Dataset items
-=-=-

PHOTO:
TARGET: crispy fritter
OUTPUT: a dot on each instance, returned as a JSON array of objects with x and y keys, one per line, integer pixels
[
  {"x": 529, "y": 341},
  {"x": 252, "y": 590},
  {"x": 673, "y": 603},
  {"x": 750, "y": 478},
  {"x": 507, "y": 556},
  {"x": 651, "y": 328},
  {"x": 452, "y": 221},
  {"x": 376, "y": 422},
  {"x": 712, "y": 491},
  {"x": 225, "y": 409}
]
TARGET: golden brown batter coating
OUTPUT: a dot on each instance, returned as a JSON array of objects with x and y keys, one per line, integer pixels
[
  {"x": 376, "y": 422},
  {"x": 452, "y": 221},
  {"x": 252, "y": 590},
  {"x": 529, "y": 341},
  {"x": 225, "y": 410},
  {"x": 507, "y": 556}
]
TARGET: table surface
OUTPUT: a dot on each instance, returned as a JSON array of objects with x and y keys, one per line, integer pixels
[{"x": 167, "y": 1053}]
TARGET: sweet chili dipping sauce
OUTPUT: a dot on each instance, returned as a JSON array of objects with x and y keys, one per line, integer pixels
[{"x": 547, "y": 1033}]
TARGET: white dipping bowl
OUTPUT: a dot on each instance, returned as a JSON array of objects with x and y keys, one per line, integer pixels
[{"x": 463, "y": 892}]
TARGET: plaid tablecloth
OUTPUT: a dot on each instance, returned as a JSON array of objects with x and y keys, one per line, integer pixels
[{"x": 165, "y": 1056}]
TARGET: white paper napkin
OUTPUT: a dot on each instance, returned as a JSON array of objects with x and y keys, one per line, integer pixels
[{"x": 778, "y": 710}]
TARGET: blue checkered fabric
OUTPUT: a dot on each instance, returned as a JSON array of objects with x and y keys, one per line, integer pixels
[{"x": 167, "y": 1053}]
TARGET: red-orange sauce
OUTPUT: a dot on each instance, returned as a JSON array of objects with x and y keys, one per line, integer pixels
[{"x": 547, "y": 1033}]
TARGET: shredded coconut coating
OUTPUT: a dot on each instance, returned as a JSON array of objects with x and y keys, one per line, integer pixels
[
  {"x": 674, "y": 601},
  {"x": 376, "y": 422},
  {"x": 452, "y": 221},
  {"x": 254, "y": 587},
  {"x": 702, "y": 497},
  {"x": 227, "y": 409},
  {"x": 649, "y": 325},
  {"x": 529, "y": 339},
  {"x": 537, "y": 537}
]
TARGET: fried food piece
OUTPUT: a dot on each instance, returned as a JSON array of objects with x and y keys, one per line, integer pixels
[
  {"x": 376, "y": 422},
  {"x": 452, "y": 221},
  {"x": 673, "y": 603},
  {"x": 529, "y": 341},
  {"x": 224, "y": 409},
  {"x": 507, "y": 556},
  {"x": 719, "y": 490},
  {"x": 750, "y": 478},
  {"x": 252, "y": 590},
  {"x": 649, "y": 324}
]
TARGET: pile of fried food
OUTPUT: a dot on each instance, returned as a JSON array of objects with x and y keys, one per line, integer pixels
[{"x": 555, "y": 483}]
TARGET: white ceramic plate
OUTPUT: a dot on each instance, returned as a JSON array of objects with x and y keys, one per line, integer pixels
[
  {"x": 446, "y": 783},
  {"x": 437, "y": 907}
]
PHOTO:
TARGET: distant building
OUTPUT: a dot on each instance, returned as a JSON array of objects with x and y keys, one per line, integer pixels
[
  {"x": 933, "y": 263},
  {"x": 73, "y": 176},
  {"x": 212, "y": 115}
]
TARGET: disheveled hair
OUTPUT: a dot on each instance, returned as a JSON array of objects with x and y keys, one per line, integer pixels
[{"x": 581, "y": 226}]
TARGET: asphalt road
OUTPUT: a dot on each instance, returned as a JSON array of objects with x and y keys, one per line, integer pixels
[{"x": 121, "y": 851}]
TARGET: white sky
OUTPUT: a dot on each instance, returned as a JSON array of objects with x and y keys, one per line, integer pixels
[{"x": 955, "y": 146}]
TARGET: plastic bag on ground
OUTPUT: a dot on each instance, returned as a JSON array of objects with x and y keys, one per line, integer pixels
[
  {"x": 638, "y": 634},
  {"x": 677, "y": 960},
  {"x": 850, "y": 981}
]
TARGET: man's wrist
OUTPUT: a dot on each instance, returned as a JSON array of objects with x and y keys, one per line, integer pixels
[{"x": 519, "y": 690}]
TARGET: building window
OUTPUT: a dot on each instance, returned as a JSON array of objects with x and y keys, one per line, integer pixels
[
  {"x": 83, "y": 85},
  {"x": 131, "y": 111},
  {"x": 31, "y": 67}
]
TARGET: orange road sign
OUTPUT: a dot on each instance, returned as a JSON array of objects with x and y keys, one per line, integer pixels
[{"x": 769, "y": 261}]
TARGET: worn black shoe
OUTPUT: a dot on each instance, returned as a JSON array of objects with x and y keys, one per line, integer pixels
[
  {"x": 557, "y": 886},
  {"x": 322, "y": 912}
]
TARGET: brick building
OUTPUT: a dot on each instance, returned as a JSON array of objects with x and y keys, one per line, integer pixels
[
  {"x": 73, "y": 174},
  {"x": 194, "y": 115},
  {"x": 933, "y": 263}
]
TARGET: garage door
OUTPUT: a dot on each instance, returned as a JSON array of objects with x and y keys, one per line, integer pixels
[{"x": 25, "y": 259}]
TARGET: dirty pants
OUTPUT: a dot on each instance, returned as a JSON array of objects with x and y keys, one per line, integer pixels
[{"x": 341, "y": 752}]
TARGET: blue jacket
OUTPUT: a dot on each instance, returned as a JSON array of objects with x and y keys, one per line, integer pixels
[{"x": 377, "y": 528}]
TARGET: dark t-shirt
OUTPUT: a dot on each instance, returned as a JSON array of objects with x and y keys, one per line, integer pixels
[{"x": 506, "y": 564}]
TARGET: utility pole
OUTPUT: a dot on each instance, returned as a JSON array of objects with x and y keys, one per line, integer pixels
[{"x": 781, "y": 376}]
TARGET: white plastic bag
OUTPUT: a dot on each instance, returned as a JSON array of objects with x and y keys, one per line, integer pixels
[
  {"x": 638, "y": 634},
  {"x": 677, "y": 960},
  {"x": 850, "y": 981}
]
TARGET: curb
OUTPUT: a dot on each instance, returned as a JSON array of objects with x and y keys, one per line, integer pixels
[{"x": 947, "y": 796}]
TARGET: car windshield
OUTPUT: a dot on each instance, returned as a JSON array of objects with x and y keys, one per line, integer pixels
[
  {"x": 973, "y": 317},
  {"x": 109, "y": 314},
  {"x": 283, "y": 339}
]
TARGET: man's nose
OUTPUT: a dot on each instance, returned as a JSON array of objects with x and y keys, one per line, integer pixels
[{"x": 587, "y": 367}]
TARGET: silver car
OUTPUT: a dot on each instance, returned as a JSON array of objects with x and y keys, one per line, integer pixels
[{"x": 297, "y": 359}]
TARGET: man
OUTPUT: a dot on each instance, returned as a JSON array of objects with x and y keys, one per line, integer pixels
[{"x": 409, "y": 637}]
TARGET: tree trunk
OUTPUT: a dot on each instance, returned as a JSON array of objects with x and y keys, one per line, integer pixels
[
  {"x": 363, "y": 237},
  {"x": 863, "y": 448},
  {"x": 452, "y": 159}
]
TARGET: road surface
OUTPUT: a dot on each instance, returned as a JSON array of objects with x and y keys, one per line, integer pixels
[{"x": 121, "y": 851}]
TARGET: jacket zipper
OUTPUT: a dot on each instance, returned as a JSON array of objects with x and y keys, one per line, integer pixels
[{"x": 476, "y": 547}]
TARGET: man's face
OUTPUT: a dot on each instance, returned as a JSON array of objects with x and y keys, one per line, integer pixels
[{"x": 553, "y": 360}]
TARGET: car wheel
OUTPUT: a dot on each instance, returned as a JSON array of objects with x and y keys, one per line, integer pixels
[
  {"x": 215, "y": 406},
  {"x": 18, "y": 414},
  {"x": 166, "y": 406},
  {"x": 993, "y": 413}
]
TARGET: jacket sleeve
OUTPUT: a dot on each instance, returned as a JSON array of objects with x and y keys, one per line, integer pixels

-=-=-

**WHAT YOU WILL DO**. From the line that contains "TARGET: tree trunk" down to the last line of the listing above, repeat each line exactly, and include nothing else.

**PROBLEM SOLUTION**.
TARGET: tree trunk
OUTPUT: a dot on each instance, returned as a JSON array of objects with x and y keys, one per line, integer pixels
[
  {"x": 363, "y": 237},
  {"x": 863, "y": 448},
  {"x": 452, "y": 159}
]
TARGET: road surface
OUTPUT: a dot on each instance, returned as a JSON array of objects with x and y keys, one per line, integer pixels
[{"x": 121, "y": 851}]
TARGET: jacket zipper
OUTPUT: a dot on each instance, returned as a JSON array of objects with x and y keys, one per line, integer pixels
[{"x": 476, "y": 547}]
TARGET: man's face
OUTPUT: a dot on each instance, returned as a JSON array of objects with x and y keys, one per line, integer pixels
[{"x": 553, "y": 360}]
TARGET: car wheel
OUTPUT: a dot on each instance, returned as a JSON array of objects with x and y keys, one per line, integer pixels
[
  {"x": 215, "y": 406},
  {"x": 18, "y": 414},
  {"x": 166, "y": 406},
  {"x": 993, "y": 413}
]
TARGET: jacket sleeve
OUTPUT: a dot on each instance, returned as a JSON array of objects with x and y keys, one per line, integer pixels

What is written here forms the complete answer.